The tomato is a staple in kitchens worldwide, typically eaten whole, including the small, gelatinous-covered seeds. A common question persists regarding these often-overlooked components: are tomato seeds beneficial, or do they pose a risk? While the surrounding pulp and skin receive attention for their vitamins and antioxidants, the seeds are a significant part of the fruit’s overall nutritional profile. Understanding their composition clarifies whether they should be eaten or discarded.
Nutritional Value of Tomato Seeds
The small size of tomato seeds belies their concentrated nutritional density, which is distinct from the surrounding fruit. On a dry weight basis, these seeds are notable for their high content of protein and dietary fiber. Tomato seeds can contain crude protein levels ranging from 25% to over 35%, making them a rich source of plant protein. This protein is valuable due to the presence of amino acids like lysine, glutamic acid, and aspartic acid.
A substantial portion of the seed’s weight is composed of oil, typically making up between 20% and 37% of the content. This oil is a beneficial source of unsaturated fatty acids. It is rich in linoleic acid, an omega-6 polyunsaturated fatty acid, which often accounts for over 50% of the total fat content. Oleic acid, a monounsaturated omega-9 fatty acid, is also present in significant amounts, typically around 22% of the oil.
The seeds also act as a concentrated source of dietary fiber, with total content measured at over 35% in some analyses of dried seeds. This fiber is mostly insoluble, contributing to digestive health and regularity. Beyond macronutrients, tomato seeds contain various minerals, including phosphorus and calcium. The extracted seed oil can also provide a small amount of Vitamin E.
Addressing Common Safety Concerns
For decades, many people avoided eating the seeds of tomatoes and other produce due to the belief that they could cause digestive issues. One long-standing myth suggested that small matter like seeds could become lodged in the appendix or in the small pouches of the colon, potentially causing appendicitis or diverticulitis. Current scientific research has largely refuted this outdated advice.

## PROMPT
Reproduce the stretch of the tomato seed passage from "Nutritional Value of" through "and aspartic acid." word for word.

## RECORDS SHOWN
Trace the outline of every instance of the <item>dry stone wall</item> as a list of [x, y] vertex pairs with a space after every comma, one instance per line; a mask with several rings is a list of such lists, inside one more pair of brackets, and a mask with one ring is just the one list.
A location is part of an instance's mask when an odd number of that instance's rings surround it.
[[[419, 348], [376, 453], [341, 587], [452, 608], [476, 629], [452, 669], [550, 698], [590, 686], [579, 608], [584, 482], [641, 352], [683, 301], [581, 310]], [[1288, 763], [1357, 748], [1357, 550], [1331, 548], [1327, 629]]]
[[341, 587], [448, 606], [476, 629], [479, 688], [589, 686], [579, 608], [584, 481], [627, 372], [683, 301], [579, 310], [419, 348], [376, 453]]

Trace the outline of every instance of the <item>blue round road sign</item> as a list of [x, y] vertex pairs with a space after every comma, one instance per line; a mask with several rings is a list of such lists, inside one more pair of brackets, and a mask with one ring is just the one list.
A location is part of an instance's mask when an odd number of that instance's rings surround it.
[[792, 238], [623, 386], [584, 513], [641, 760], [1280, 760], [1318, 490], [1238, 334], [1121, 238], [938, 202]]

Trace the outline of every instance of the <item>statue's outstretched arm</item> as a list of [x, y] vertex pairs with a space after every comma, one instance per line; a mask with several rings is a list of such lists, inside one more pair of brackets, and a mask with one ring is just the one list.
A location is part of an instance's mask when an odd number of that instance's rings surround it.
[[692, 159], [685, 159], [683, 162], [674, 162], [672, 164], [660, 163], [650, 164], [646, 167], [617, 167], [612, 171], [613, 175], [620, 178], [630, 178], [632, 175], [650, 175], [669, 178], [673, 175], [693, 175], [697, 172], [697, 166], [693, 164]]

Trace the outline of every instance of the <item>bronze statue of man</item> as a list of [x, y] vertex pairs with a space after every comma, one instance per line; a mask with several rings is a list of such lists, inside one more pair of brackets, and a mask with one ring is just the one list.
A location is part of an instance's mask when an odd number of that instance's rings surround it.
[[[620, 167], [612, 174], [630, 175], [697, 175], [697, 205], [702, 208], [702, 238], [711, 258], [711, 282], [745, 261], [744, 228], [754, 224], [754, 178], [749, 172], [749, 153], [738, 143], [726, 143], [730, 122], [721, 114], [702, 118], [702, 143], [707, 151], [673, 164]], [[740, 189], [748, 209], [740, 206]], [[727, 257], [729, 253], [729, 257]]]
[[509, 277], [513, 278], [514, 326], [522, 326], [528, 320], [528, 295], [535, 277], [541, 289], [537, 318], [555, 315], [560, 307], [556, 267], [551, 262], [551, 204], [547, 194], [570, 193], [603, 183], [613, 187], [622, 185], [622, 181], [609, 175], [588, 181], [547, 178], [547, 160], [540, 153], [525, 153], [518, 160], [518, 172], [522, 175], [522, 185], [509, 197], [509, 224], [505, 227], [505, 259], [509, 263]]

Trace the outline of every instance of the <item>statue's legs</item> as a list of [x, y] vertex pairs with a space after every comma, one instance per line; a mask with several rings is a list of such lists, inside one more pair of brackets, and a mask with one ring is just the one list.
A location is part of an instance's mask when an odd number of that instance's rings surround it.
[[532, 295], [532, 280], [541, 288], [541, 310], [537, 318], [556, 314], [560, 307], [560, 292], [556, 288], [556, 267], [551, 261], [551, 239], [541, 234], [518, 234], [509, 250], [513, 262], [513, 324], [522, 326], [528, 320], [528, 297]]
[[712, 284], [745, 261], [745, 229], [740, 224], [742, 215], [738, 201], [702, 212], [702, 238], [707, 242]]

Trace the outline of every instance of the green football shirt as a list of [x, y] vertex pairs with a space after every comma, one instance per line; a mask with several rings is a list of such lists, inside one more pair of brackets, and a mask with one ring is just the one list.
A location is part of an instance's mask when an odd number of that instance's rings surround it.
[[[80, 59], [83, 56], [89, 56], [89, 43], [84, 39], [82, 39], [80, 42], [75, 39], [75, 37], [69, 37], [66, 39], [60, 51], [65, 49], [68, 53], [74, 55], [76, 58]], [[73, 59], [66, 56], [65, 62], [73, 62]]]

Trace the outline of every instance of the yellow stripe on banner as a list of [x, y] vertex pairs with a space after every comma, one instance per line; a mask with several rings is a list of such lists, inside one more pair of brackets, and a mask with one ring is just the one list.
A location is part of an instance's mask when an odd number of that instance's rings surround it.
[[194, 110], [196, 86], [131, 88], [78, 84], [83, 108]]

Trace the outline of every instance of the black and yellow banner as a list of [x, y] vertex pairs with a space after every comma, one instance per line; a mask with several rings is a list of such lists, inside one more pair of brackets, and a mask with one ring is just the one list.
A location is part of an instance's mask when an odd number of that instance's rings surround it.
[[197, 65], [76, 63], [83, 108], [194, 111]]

## ANSWER TO THIS EXERCISE
Nutritional Value of Tomato Seeds
The small size of tomato seeds belies their concentrated nutritional density, which is distinct from the surrounding fruit. On a dry weight basis, these seeds are notable for their high content of protein and dietary fiber. Tomato seeds can contain crude protein levels ranging from 25% to over 35%, making them a rich source of plant protein. This protein is valuable due to the presence of amino acids like lysine, glutamic acid, and aspartic acid.